ISTRUZIONI DA SEGUIRE: Trascrivi parola per parola il passo del testo sui doveri del predicatore e del fedele che comincia con "I doveri sono" e prosegue fino a "nelle sue necessità.".

SEGMENTO DI TESTO:
┌────────
Faccia parte d’ogni suo bene… Galati 6:7
 
Faccia parte d’ogni suo bene… Galat Presen10
di Roberto Bracco

Nella chiesa cristiana c’è colui che ammaestra e colui che è ammaestrato, cioè il predicatore ed il fedele. Colui che ammaestra è il servo di Dio, il conduttore del popolo, il ministro cristiano, mentre colui che è ammaestrato è un membro della comunità: una pecora del gregge spirituale.

Colui che ammaestra e colui che è ammaestrato appartengono a Dio; sono ambedue figliuoli di Dio e perciò sono fra loro “fratelli nel Signore”, però i loro doveri verso Dio sono diversi ed anche i doveri che hanno l’uno verso l’altro non sono uguali.

Il predicatore ha il dovere di esercitare il ministero e quindi ha il dovere di applicarsi costantemente “alla parola e alla preghiera” (Fatti 6:4), ed il fedele ha il dovere di ascoltare la parola e di sottomettersi all’autorità del ministro. Il predicatore ha il dovere di curare il ministero e di assolverlo nella guida di Dio, ed il fedele ha il dovere di onorare il ministero e di riconoscerlo e stimarlo in Dio. Il predicatore ha il dovere di porgere al fedele tutto il bene spirituale che è contenuto nell’ammaestramento e nell’esortazione, ed il fedele ha il dovere di porgere al predicatore tutta la propria stima e tutta “l’assistenza materiale” che è necessaria al sostentamento della sua vita.

I doveri sono diversi, ma questi doveri si compiono in Dio e, nella fedeltà ad essi, rendono ugualmente graditi davanti a Dio: è gradito il predicatore che inistancabilmente ammaestra il fedele, ed è gradito il fedele che amorevolmente si prende cura del predicatore e lo sovviene nelle sue necessità.

L’uno ammaestra, cioè porge i beni spirituali, e l’altro fa parte d’ogni suo bene e cioè offre le sue sostanze materiali (Rom. 15:27; 1 Cor. 9:11).

Questo insegnamento cristiano è chiaramente espresso nella Scrittura e ci viene presentato, non come un consiglio che possa essere accettato o possa essere rifiutato, ma come un comandamento di Dio: come colui che ha ricevuto il ministero “ha l’obbligo” di ammaestrare il fedele, così il fedele che gode i frutti del ministero “ha l’obbligo” di far parte dei suoi beni a colui che lo ammaestra.
└────────
SEZIONE DEI DATI:
┌────────
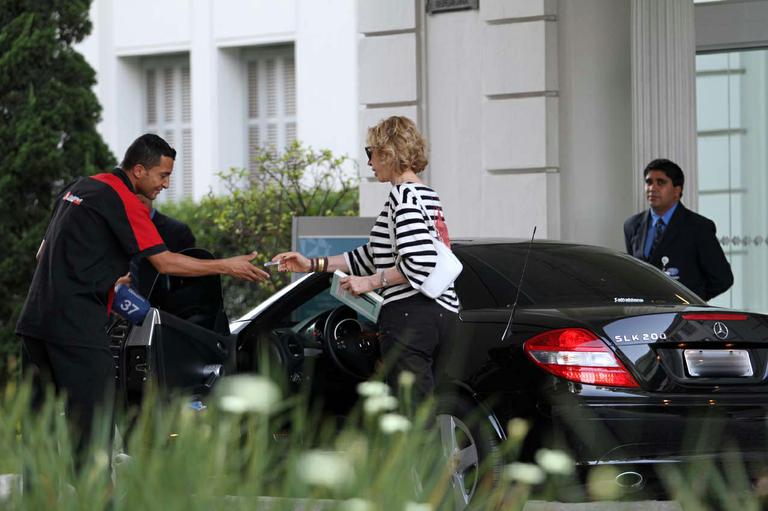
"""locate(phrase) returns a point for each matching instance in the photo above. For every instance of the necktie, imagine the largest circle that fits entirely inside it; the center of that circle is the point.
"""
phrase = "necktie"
└────────
RISULTATO ATTESO:
I doveri sono diversi, ma questi doveri si compiono in Dio e, nella fedeltà ad essi, rendono ugualmente graditi davanti a Dio: è gradito il predicatore che inistancabilmente ammaestra il fedele, ed è gradito il fedele che amorevolmente si prende cura del predicatore e lo sovviene nelle sue necessità.